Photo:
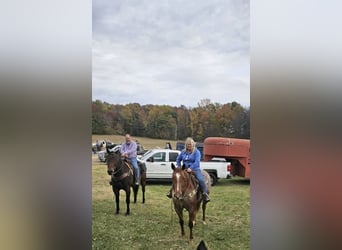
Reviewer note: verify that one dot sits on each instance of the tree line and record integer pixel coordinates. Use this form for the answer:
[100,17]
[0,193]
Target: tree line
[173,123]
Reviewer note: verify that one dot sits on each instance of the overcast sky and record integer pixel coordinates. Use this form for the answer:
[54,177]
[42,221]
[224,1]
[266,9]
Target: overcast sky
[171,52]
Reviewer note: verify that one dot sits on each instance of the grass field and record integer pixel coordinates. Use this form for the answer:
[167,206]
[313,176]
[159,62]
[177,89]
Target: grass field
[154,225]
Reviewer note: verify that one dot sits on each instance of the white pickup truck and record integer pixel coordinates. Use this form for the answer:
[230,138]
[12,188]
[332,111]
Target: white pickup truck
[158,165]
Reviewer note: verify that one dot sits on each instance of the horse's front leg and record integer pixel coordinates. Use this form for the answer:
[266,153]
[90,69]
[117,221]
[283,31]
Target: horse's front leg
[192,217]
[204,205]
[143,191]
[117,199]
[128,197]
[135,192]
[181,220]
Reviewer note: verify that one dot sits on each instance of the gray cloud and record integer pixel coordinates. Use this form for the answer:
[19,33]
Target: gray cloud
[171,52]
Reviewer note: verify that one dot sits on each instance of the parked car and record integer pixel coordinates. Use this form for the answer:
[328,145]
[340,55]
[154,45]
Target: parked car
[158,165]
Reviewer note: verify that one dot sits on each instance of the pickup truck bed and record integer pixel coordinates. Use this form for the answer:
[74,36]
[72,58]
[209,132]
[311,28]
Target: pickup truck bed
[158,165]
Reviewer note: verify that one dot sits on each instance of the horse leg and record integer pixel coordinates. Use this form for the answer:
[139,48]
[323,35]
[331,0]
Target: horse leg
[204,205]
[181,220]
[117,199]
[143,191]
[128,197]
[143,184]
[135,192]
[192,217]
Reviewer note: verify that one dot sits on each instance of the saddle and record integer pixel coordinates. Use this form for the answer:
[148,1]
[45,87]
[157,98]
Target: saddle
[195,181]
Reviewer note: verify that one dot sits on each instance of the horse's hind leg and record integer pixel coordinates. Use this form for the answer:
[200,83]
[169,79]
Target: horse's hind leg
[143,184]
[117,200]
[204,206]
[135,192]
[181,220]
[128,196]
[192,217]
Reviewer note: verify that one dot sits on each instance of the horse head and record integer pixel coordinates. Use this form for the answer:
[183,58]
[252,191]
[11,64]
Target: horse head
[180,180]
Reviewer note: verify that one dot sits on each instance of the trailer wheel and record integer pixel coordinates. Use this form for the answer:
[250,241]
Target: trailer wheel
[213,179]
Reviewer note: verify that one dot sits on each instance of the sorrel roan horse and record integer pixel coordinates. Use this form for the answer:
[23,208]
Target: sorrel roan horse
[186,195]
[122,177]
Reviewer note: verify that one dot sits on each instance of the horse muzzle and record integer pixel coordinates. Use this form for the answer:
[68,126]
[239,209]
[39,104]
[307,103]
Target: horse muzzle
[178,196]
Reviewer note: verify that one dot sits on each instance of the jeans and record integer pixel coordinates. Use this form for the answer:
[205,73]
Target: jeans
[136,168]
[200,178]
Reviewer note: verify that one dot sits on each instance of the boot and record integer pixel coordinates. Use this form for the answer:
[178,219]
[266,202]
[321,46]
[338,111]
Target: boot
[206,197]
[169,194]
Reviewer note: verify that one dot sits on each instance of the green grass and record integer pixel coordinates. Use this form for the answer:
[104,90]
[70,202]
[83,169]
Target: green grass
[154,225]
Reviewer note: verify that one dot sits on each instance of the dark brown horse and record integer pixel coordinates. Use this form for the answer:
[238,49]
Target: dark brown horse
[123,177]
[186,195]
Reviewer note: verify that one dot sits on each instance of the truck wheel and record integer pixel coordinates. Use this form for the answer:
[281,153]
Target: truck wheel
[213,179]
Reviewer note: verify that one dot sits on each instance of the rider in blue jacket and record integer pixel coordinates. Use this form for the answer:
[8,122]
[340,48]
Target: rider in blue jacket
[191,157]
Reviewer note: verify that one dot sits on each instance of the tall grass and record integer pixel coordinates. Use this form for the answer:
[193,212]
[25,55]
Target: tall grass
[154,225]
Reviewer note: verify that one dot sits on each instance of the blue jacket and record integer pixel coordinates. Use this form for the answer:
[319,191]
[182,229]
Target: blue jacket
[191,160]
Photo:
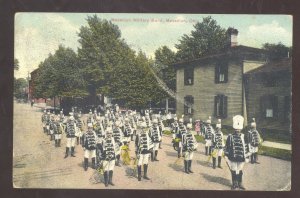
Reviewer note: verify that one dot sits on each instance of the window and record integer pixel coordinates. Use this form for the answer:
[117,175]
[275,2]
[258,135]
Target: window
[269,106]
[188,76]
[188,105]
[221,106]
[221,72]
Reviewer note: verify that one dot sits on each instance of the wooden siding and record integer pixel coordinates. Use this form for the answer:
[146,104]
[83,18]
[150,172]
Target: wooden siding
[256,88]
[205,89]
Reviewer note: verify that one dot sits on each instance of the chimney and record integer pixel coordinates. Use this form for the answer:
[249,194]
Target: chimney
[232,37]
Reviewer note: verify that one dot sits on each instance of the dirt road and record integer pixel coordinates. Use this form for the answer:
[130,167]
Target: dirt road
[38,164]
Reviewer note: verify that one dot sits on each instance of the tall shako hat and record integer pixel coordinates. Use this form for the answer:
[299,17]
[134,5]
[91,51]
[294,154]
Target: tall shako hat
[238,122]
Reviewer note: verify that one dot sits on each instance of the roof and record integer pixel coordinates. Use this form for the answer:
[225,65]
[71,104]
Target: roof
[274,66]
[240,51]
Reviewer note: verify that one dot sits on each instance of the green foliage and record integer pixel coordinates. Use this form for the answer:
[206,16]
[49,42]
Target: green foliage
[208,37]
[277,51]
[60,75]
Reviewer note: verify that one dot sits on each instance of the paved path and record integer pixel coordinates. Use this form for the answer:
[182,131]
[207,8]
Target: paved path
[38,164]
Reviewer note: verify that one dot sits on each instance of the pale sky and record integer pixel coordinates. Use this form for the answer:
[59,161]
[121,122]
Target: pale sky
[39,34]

• The request: Copy everything from the line containing "of the pale" down to the end of the listing, with no changes.

• Task solution:
Reviewer note: verify that one dot sits on each instance of the pale sky and record integer pixel coordinates. Use this form for the answer:
[59,161]
[121,122]
Target: pale sky
[39,34]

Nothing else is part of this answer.